***** Kutipan Teks *****
Kolom  

Pandangan Mahasiswa UMM Soal Peranan Filsafat Dalam Praktek Kependidikan

Foto
RIF’AN HARIRI S.TP Guru Pengajar Program Keahlian Agrobisnis Pengolahan Hasil Pertanian Mahasiswa Magister Agribisnis Direktorat Program Pascasarjana Universitas Muhammadiyah Malang

JOMBANG – Tak terasa dipenghujung bulan ini kita akan menatap Hari Guru Nasional pada tanggal 25 November 2021. Guru dan kependidikan adalah 2 hal yang tak bisa dipisahkan.

Kenapa demikian, dikarenakan kependidikan tidak bisa berjalan tanpa adanya guru, begitupun sebaliknya, pendidikan diera saat ini telah mengalami perubahan dibandingkan zaman dahulu.

Untuk itu tugas utama seorang guru adalah membentuk manusia yang berbudi luhur dan berilmu. Filsafat adalah suatu upaya memperoleh kebijaksanaan.

Filsafat dan kependidikan merupakan mempunyai hubungan yang erat. Banyak ahli filsafat yang juga ahli dalam ilmu pengetahuan, sebagai contoh Immanuel Kant, atau Rene Des Cartes. Dari sini bisa dipahami bahwa filsafat mempunyai peran dalam berkembangnya ilmu pengetahuan.

Guru sebagai penggerak dunia kependidikan alangkah baiknya memahami filsafat kependidikan sehingga bisa mewujudkan manusia yang berbudi luhur dan berilmu.

Salah satu ahli filsafat yaitu Socrates (470 SM), menyatakan bahwa salah satu hal penting dalam kependidikan adalah dialektika, sistem dialektika ini berhasil menghasilkan filusuf besar yaitu plato.
*****
• Petunjuk 1:
Menurut artikel tentang filsafat dan kependidikan ini, pada tanggal berapa Hari Guru Nasional jatuh?
• Petunjuk 2:
Salin persis bagian artikel ini, mulai dari "Filsafat dan kependidikan" dan terus sampai "besar yaitu plato.".
• Petunjuk 3:
Lanjutkan artikel tentang peran filsafat dalam kependidikan ini, mulai setelah kalimat terakhir yang tercantum.
***** Data yang Ditampilkan *****
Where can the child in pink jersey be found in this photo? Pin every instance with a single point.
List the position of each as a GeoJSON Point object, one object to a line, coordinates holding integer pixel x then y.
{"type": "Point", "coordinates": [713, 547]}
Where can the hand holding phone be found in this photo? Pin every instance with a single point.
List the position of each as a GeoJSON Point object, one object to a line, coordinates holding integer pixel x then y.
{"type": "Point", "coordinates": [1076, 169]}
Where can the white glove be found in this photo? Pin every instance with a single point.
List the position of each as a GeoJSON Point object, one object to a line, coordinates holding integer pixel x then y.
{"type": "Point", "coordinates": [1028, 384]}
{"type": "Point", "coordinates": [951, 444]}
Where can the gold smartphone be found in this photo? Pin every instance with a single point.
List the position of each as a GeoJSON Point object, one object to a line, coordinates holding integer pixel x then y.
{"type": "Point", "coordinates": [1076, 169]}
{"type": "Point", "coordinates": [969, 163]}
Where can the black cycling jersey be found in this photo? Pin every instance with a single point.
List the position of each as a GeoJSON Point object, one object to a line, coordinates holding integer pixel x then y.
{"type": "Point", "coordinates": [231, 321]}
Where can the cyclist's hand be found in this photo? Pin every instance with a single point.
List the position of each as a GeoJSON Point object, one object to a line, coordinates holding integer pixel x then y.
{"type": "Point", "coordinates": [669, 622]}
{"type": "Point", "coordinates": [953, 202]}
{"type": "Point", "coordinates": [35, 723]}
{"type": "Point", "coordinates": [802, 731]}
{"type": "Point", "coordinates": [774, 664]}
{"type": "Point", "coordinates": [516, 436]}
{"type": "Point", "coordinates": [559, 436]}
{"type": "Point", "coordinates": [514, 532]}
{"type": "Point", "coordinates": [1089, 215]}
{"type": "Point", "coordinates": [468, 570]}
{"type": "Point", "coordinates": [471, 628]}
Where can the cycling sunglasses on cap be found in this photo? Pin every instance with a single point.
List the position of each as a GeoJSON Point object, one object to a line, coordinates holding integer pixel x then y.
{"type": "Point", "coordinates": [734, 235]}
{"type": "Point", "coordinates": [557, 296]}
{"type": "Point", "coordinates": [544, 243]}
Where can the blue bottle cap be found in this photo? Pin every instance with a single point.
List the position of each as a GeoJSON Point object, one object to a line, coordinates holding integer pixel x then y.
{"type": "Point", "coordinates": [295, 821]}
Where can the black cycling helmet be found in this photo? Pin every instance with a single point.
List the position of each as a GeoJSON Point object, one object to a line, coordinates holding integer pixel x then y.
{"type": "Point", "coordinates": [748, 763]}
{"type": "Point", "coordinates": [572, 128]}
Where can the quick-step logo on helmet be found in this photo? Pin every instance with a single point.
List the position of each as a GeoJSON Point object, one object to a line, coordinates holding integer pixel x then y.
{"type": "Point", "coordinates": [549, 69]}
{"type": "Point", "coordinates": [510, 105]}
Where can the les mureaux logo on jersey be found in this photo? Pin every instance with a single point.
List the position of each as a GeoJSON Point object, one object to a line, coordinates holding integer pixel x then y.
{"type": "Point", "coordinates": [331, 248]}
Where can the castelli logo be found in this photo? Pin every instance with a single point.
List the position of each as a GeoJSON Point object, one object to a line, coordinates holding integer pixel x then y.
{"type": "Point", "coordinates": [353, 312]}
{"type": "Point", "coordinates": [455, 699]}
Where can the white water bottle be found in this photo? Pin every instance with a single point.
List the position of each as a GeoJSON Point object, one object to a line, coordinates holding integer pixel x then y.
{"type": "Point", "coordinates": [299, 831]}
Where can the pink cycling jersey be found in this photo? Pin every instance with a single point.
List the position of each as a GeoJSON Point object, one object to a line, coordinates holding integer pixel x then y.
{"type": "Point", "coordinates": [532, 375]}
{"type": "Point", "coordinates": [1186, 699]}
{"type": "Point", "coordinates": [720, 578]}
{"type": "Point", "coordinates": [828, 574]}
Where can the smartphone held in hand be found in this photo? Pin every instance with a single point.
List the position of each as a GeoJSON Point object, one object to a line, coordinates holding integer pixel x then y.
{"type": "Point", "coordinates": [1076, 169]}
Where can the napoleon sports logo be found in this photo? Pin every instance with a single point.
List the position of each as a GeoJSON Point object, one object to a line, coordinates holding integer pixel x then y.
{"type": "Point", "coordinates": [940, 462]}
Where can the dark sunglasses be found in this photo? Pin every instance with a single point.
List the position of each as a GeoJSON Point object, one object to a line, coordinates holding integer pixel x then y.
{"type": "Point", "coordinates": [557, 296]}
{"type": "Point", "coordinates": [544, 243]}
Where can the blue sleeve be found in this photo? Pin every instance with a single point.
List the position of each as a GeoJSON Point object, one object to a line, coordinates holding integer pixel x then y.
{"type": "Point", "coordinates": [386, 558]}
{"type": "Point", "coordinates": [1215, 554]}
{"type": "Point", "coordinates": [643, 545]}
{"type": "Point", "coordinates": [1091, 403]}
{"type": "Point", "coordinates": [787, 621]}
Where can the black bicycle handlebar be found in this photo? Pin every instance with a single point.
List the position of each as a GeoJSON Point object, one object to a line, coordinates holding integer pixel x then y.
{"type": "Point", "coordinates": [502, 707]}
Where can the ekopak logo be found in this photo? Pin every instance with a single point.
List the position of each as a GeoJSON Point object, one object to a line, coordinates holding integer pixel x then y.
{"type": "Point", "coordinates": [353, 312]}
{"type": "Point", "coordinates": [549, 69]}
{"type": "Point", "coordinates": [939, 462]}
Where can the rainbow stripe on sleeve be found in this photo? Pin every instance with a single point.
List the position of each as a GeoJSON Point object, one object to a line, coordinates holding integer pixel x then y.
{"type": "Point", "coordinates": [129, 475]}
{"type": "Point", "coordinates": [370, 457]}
*****
• Jawaban Akhir 1:
25 November 2021.

• Jawaban Akhir 2:
Filsafat dan kependidikan merupakan mempunyai hubungan yang erat. Banyak ahli filsafat yang juga ahli dalam ilmu pengetahuan, sebagai contoh Immanuel Kant, atau Rene Des Cartes. Dari sini bisa dipahami bahwa filsafat mempunyai peran dalam berkembangnya ilmu pengetahuan.

Guru sebagai penggerak dunia kependidikan alangkah baiknya memahami filsafat kependidikan sehingga bisa mewujudkan manusia yang berbudi luhur dan berilmu.

Salah satu ahli filsafat yaitu Socrates (470 SM), menyatakan bahwa salah satu hal penting dalam kependidikan adalah dialektika, sistem dialektika ini berhasil menghasilkan filusuf besar yaitu plato.

• Jawaban Akhir 3:
Dialektika ini merupakan komunikasi dua arah antara seorang guru dan murid. Seorang guru sebaiknya tidak memaksakan suatu gagasan atau kehendak kepada siswa, melainkankan siswa didorong untuk berpikir kritis. Cara semacam ini relevan diterapakan dalam kependidikan saat ini.

Hal ini dikarenakan dengan berkembangnya jaringan internet, maka seorang murid dapat memperoleh suatu informasi atau pengetahuan lebih cepat dan lebih terbaru dibandingkan seorang Guru.

Bagi seorang berprofesi sebagi guru sebaiknya tidak menutup diri jika seorang murid mempunyai pendapat atau pemikiran yang berbeda.

Dari perbedaan pendapat inilah terjadi dialog untuk menentukan titik temunya dan sebagaimana dalam proses dialog ini akan membentuk pola pikir kritis dari seorang murid.

Hal ini lebih baik dari pada murid hanya mendengar penjelasan dari seorang guru, dengan terjadinya dialog maka akan mendorong murid berani mengungkapkan pendapat yang menurutnya benar.

Menurut pandangan seorang filsafat John Dewey (1859 – 1952) menyatakan bahwa pengalaman adalah basis pendidikan.

“Pendidikan adalah penggalian dan pengolahan pengalaman secara terus menerus. Pengalaman ini bisa diperoleh ketikabereksperimen selama pembelajaran atau berasal dari kejadian yang dialami sehari hari,” terangnya.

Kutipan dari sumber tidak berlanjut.